[Task objective] Print each line of the items below word for word, but leave out the pictures.
begin Input data
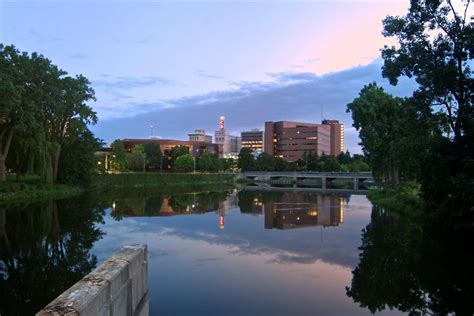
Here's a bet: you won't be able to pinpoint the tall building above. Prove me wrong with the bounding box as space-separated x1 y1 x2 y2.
240 129 263 152
214 116 241 158
322 120 344 156
264 120 344 161
123 138 221 170
188 129 212 143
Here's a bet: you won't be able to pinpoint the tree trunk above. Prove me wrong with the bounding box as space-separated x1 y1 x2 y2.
53 149 61 182
0 128 13 182
0 155 7 182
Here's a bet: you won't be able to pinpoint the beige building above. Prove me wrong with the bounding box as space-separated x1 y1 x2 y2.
264 120 344 161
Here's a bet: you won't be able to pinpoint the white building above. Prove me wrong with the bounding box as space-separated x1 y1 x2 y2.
214 116 242 159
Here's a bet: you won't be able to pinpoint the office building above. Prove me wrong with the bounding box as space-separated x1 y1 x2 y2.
240 129 263 152
322 120 344 156
188 129 212 143
123 138 221 170
263 120 344 161
214 116 241 158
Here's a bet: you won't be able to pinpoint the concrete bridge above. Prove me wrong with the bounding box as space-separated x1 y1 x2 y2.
242 171 374 190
end Input data
[Answer to the task]
Here's a bet: you won't be able to pinpoint the tall building above. Prove me wrong with the bounding box as space-separated x1 y1 x2 y2.
240 129 263 152
214 116 241 158
322 120 344 156
264 120 344 161
123 138 221 170
188 129 212 143
Here's a bet: you won't be able to pinpoint the tree trunk above. Prove me wrong with the bounding box as space-separated x1 y1 x2 y2.
53 149 61 182
0 128 13 182
0 155 7 182
Here's a bet: you won't be able to pinpoint the beige building above. Prove me wrong with the bounding box as space-separated x1 y1 x2 y2.
264 120 344 161
Here's a bet: you won't be able to pinpoint the white building above. Prove me wrong with the bounding box as space-separated x1 y1 x2 y2.
214 116 242 159
Here's a bet: you won't be able to pinpoint the office building above. Prove me wrong with the bounding box as space-separated x1 y1 x2 y2.
240 129 263 152
322 120 344 156
188 129 212 143
123 138 221 170
263 120 344 161
214 116 241 158
Here's a bet: you won't be able to pinpoint the concrete bridge above. Prove me wrong with the bounding box as space-separated x1 y1 x2 y2.
242 171 374 190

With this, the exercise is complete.